◆ Exercise requirements ◆
In full and without alteration, output each record given here.

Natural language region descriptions
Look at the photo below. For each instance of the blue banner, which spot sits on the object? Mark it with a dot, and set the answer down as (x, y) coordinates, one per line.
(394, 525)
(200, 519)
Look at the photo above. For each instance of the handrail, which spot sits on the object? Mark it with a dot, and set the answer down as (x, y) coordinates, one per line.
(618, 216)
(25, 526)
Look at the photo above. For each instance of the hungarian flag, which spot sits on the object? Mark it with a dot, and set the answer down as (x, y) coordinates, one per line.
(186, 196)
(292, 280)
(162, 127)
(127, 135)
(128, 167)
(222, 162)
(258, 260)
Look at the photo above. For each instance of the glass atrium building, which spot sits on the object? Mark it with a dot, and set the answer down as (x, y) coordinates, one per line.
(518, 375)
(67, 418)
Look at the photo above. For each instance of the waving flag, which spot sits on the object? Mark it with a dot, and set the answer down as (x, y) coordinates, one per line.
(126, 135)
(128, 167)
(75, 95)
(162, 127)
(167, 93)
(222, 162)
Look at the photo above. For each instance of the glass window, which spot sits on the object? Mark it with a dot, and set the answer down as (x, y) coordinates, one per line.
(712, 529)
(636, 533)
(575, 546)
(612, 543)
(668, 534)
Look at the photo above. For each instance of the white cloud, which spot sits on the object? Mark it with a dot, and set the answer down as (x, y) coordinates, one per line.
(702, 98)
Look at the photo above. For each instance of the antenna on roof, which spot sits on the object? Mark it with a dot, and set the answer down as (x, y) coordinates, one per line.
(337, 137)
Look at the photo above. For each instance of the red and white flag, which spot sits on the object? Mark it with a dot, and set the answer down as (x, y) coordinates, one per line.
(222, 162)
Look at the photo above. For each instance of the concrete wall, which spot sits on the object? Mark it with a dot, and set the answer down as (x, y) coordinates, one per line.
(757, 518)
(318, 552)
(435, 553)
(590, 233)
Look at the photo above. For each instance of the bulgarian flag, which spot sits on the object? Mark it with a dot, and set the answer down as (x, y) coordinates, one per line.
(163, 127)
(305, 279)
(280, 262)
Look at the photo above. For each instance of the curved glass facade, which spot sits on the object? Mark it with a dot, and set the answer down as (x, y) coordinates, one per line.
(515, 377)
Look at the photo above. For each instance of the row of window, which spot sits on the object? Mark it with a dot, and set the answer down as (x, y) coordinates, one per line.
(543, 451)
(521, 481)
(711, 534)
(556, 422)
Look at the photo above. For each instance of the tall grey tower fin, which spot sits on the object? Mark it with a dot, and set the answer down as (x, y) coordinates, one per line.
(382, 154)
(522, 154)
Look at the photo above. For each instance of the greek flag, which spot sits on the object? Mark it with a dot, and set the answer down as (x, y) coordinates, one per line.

◆ Task answer ◆
Look at the photo below. For each instance of the blue banner, which spot sits on the object? Mark it with a dot, and set the answer down as (x, y) coordinates, one per line.
(394, 525)
(200, 519)
Look at the photo above. For each instance of the handrail, which spot sits on the object? Mark it with a dot, and set the answer down as (x, y) coordinates, one per line.
(618, 216)
(25, 526)
Look at the photo above. For each instance of the hungarian flag, which spot sits on the object? Mark it with a dot, and set the answer down as (x, y) coordinates, one per line.
(186, 196)
(292, 280)
(162, 127)
(127, 135)
(128, 167)
(222, 162)
(258, 260)
Look at the photo above. For each instance of the glass atrium building, which spot sits on the object? Mark it with a dot, and set the answer down as (x, y) coordinates, one per line.
(518, 375)
(67, 418)
Look at the photo above. For each instance of the waving flag, which spot sits on the object? Mark it with a dot, and set the answer down as (x, y) coordinates, one per line.
(126, 135)
(128, 167)
(75, 95)
(162, 127)
(167, 93)
(222, 162)
Look at the photo above. For each instance of the glass window, which spot sits on the object? Mark it with a dot, and set the answer down as (x, y) coordinates, one per line.
(712, 529)
(636, 533)
(575, 546)
(612, 543)
(668, 534)
Look at the photo above. For each instance of the white cloud, which spot sits on the object? Mark it with a dot, and set the answer down as (x, y) coordinates, one per line.
(702, 98)
Look at the photo above. For each instance of the antenna on roof, which spot sits on the object? Mark it with a dot, and set the answer down as (x, y) coordinates, one per line.
(337, 137)
Look at the photo above. For each instance of the red and white flag, which spot sits on the object? Mark it with a dot, and set the answer down as (x, y) coordinates, one per line.
(222, 162)
Look at the photo above. For each instance of the concrete wall, which spot sits on the object? Mark it with a dot, and set the answer down as (x, y) coordinates, one per line.
(757, 518)
(318, 552)
(435, 553)
(590, 233)
Look at the photo above. For each instance of the bulgarian flag, which spot sits on the object? Mark it with a dot, and set the answer down as (x, y) coordinates, one per line.
(163, 127)
(305, 279)
(280, 262)
Look at the photo above. For each instance of the curved glass facade, which spot sits on the object? Mark it with a dot, and set the answer down as (x, y) coordinates, one per line.
(515, 377)
Look at the photo above. For each instance of the row of window, which spot sits on the object? Mark it with a dot, and set the answer down as (x, y) coordinates, one per line.
(543, 451)
(521, 481)
(711, 534)
(556, 422)
Look at the photo above. For each instance of the tall grey tower fin, which spot sits on the object? Mark it with a dot, and set the answer down as (x, y) coordinates, one per line.
(382, 154)
(522, 154)
Look at the photo above. For each instance of the greek flag, which spot sits on the object? Mark it with a dot, and set the answer down as (x, y) coordinates, one per line.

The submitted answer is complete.